Dad found himself being overlooked to be a part of his favourite activities such socialising or having a beer, and people began treating him like someone who was not even able to have a conversation and therefore started to exclude him. But dementia is a disease like any other. Even if we can’t help someone physically, we must still talk to them with love and respect.
With dementia, you start with someone you know and watch them change so much. Dementia is this terminal disease that slowly robs you of the person standing in front of you. It changes both your life and theirs.
With dementia, there is still a person who wants to be included and treated with love and respect. It is therefore unacceptable that people dealing with these already difficult circumstances face discrimination in what should be an inclusive society.
This is just the tip of the iceberg of the various issues people affected by dementia face on a day-to-day basis. All I can say now is that no matter how difficult it was I am forever grateful for the time I got to spend with my Dad.
As a Dementia Advocate I feel that it’s so important to share whatever skills and experiences we have to make important changes and quantum leaps forward in the support we provide for people living with dementia, their carers and families.
I would like everyone to understand that it can be isolating for everyone, not just the person living with dementia but also for the carer, and whole family.
The one thing I hope you can take away from today is that everyone living with these circumstances need more support, companionship and compassion.”
Thanks for this inspiring and helpful article.
Couldn't agree more, Jay. I am a Registered Nurse and have managed both community and residential care. Many clients had dementia - the youngest was 34 years old. It is isolating because many people are uneducated in how to cope with conversing with someone who has dementia. The diagnosis is frightening enough but the slow progression towards the end is heartbreaking. Hopefully one day a cure (or prevention) will be found for at least some of the dementias.
———
Problems and tasks:
1. Return the passage on dementia from "The one thing" up to and including "and helpful article.".
2. Resume the text on living with dementia after its final sentence.
———
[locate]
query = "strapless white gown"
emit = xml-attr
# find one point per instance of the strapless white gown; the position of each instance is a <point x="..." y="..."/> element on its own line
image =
———
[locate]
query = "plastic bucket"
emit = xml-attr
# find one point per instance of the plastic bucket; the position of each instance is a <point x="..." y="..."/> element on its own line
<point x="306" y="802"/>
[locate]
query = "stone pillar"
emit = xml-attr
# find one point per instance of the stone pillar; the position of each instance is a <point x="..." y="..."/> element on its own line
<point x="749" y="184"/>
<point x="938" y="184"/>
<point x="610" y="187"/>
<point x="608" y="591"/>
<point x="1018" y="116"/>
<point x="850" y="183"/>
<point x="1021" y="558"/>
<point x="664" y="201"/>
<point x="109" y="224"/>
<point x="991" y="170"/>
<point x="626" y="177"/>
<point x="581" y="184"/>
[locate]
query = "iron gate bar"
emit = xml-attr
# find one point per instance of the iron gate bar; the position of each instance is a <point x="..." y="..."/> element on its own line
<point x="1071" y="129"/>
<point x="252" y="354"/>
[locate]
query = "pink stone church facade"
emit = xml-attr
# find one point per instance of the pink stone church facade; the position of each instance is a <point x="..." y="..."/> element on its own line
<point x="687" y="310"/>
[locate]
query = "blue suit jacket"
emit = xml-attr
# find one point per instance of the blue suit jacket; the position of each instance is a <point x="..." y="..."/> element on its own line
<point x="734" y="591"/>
———
Your written answers:
1.
The one thing I hope you can take away from today is that everyone living with these circumstances need more support, companionship and compassion.”
Thanks for this inspiring and helpful article.

2.
I am sorry missed this event. My sister and I can relate very much to the words of Jay, “‘This disease slowly robs you of the person of the person standing in front of you”. It changes both your lives & theirs” We cherish the golden moments when we take our Mum out on an adventure out on our weekend visits, but there are times you have to say bye, and will there ever be a time the tears will stop! We feel the isolation, in a sweet country town were our family life growing up was so so so good. Mum’s disease progressed rapidly after losing her two son’s with cancer one year & two days apart, the words she found hard, you just have to get over it! At 82 my Mum went to counselling, we as sister,s were her counsellor,’s too, but this was not enough! We are 3 strong ladies & there is much that needs to be done for this isolating disease.
Well spoken and so very true. My dear Mum passed away in May at 95 after 20 years of this horrible horrible disease. I, too am so grateful for the good times and memories I have of her happy and lucid times.
What an inspiring conversation to read. I looked after my mother for ten years most of which she did not know me but told me I was a good nurse and would I come back. I like you absolutely relish the time I had with Mum we had many laughs and even though she didn't know me there was a connection. Keep up the good informative conversation.
thanks for sharing your story. my husband was also diagnosed at 58 and it was just as devastating for our family. He was excluded in social situations and friends started to withdraw. Its a lonely and difficult journey that we all travel on. My beautiful husband is in care now, and we as a family are still and will forever grieve the loss of a funny and vibrant man who no longer shares our day to day life.